## TO BE DONE
How many lines in the material below contain the string "costume"? Give only the number.

○ ○ ○

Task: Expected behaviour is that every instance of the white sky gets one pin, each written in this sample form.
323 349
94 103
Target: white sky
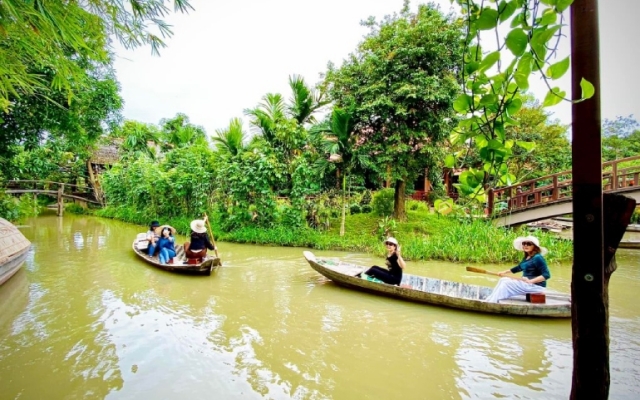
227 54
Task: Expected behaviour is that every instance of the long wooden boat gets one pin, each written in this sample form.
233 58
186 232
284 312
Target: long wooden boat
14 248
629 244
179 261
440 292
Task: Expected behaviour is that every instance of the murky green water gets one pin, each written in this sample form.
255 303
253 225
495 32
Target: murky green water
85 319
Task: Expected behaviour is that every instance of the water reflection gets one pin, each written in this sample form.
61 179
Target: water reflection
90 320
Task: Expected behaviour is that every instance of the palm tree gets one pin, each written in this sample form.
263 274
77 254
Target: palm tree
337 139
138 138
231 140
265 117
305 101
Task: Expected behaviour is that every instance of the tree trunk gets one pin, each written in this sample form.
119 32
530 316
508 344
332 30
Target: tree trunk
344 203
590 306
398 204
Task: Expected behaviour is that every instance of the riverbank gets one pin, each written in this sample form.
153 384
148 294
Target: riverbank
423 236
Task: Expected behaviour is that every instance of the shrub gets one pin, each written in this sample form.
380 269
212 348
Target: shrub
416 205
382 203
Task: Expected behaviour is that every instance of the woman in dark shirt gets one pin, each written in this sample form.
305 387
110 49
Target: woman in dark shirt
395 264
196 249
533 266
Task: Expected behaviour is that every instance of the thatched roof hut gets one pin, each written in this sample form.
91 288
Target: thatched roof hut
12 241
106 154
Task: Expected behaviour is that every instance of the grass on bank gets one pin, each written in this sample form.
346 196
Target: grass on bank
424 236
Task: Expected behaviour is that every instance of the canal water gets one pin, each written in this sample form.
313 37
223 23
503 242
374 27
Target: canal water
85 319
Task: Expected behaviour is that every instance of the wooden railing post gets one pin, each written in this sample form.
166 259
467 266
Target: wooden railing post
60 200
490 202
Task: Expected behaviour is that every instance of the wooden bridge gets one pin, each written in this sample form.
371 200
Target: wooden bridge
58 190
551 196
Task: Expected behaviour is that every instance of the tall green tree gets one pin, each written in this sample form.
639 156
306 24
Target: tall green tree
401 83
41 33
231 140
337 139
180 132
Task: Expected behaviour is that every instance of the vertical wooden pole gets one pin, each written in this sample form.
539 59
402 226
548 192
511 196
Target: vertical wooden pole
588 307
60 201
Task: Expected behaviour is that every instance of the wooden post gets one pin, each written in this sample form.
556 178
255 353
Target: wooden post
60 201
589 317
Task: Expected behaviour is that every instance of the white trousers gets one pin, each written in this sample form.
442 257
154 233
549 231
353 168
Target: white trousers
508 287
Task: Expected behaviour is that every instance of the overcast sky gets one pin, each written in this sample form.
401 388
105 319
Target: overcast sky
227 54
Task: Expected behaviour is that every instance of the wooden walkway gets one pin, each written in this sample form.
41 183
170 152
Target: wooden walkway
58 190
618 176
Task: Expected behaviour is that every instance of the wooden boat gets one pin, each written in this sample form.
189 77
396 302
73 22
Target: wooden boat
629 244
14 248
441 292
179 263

○ ○ ○

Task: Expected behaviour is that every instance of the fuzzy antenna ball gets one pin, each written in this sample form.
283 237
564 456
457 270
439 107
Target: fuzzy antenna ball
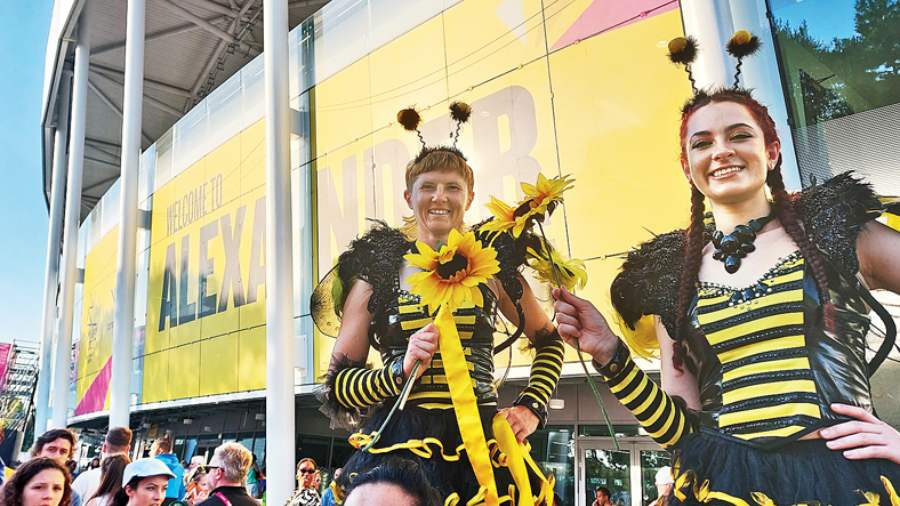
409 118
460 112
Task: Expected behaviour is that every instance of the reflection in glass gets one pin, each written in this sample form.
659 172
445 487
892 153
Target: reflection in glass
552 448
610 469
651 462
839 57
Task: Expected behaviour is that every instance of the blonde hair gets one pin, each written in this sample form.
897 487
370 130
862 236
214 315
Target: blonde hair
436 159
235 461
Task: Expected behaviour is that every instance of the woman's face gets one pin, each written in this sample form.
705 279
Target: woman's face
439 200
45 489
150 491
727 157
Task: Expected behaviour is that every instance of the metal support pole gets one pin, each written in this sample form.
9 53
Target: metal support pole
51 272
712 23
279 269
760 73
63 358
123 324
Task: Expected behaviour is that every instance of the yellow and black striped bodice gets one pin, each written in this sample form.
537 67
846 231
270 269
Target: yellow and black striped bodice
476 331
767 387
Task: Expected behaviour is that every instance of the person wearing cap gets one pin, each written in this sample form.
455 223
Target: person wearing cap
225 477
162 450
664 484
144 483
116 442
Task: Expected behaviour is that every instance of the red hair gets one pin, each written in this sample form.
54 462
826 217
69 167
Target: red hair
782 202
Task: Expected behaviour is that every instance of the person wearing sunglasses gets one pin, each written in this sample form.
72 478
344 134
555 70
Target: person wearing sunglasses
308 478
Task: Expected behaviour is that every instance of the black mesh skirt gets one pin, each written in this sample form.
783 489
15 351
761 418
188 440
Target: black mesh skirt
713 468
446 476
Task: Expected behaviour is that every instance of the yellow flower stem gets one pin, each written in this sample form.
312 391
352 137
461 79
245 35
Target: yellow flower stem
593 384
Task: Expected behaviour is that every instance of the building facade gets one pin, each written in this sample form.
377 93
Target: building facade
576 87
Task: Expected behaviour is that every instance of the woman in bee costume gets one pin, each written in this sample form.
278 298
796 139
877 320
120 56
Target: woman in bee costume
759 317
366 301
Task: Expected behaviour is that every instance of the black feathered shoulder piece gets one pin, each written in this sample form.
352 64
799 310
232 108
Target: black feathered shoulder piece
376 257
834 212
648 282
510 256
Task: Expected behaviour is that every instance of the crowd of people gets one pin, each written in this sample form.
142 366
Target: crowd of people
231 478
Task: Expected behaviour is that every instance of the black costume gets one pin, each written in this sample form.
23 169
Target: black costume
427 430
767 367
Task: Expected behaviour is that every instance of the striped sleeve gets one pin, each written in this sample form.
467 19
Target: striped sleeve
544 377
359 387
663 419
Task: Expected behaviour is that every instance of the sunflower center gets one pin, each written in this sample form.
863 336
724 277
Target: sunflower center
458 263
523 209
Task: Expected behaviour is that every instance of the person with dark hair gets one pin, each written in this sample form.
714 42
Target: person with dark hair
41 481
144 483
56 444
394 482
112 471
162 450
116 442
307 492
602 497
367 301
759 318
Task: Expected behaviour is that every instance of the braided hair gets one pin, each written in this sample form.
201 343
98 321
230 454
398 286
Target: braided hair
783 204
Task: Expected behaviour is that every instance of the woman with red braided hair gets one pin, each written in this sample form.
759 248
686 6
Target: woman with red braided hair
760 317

○ ○ ○

## COMPLETE ANSWER
4